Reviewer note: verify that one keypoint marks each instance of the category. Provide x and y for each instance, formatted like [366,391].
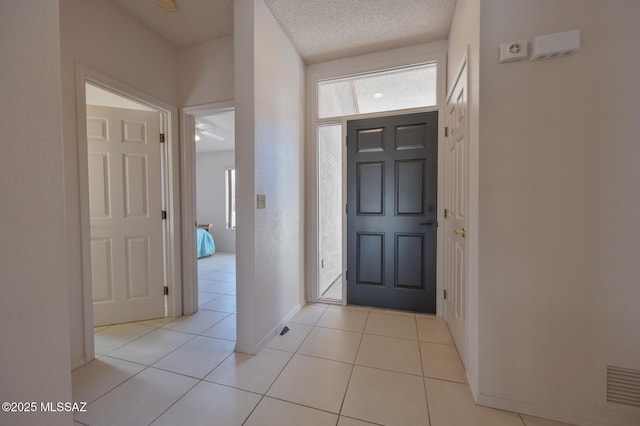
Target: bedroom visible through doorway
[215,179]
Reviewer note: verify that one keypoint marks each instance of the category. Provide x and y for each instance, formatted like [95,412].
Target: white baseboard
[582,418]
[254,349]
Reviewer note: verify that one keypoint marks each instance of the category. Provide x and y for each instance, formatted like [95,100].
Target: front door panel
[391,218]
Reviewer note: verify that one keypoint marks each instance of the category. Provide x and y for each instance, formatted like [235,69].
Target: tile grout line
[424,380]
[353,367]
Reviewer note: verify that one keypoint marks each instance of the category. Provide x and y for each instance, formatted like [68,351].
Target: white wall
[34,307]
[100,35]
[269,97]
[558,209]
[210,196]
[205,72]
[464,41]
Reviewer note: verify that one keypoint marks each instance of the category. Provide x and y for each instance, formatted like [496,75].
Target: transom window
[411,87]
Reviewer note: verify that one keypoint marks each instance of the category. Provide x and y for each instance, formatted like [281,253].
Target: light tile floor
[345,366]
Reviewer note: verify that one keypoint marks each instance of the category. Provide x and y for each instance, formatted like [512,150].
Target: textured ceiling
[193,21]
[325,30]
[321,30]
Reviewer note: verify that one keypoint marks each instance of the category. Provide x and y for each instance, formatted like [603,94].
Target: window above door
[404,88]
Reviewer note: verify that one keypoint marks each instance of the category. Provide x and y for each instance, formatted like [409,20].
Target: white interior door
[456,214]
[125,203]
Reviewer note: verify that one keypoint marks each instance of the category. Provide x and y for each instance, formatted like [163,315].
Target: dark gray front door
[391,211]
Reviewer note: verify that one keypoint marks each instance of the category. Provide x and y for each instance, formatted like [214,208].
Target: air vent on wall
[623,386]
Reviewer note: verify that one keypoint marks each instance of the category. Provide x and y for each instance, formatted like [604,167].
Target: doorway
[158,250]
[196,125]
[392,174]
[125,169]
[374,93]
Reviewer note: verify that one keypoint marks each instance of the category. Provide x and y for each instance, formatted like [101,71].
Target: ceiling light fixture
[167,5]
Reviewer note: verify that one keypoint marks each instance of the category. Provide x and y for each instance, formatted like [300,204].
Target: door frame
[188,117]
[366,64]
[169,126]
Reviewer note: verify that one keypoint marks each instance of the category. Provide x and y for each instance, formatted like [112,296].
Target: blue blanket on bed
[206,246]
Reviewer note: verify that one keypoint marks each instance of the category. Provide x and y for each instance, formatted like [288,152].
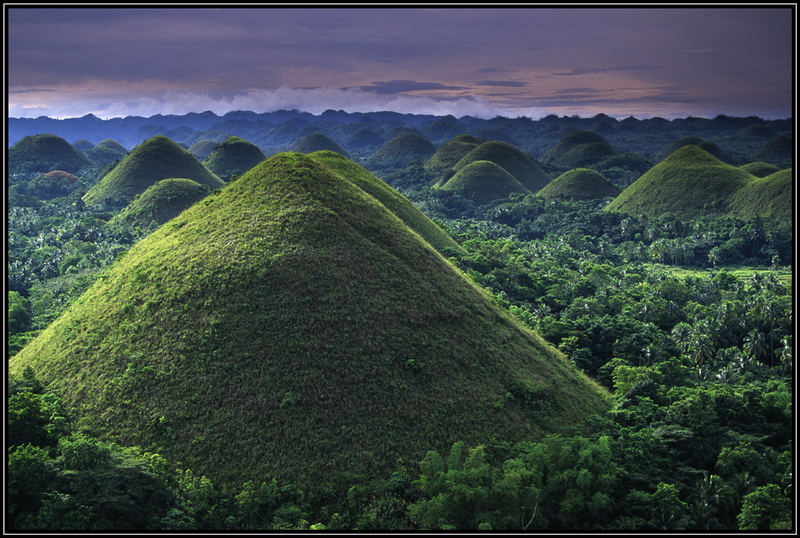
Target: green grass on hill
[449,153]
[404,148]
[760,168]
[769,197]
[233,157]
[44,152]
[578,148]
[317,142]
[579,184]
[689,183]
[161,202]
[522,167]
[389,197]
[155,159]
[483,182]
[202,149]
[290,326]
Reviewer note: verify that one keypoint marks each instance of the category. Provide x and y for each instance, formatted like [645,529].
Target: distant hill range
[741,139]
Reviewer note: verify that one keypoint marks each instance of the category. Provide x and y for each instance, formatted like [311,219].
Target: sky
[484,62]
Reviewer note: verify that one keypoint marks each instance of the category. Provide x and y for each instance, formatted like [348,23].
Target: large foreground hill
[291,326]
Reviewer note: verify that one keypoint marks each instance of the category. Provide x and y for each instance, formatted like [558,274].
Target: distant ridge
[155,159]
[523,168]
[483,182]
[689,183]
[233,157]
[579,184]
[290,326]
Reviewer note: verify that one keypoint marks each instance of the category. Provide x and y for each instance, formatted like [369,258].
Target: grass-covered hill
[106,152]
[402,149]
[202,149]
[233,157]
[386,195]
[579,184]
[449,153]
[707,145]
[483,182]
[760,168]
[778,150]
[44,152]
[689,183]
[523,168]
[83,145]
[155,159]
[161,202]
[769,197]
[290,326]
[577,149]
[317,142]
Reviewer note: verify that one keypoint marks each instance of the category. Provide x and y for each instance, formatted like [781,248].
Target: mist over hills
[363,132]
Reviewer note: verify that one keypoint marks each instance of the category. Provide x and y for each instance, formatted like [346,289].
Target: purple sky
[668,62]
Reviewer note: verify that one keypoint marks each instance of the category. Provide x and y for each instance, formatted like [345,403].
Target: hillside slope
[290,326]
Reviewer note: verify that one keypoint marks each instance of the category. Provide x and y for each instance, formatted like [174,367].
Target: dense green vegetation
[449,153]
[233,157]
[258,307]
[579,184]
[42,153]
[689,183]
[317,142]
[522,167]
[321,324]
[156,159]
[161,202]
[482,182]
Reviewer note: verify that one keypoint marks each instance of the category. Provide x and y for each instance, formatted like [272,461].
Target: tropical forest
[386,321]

**Task description**
From the line holding "formatted like [174,367]." to the last line of the records, quote each line exactly and add nothing.

**Solution to this problem**
Reviewer note: verify that one keypoint marks each instance of the category. Provide x and y for each instance, formatted like [174,367].
Target: dense green vegetation
[449,153]
[233,157]
[258,307]
[579,184]
[42,153]
[689,183]
[317,142]
[522,167]
[321,324]
[156,159]
[161,202]
[482,182]
Reviewer note: verify that one keypoint marks each instance of the category. Provide x and y for each instance, formatted like [272,461].
Target: tropical forest
[386,321]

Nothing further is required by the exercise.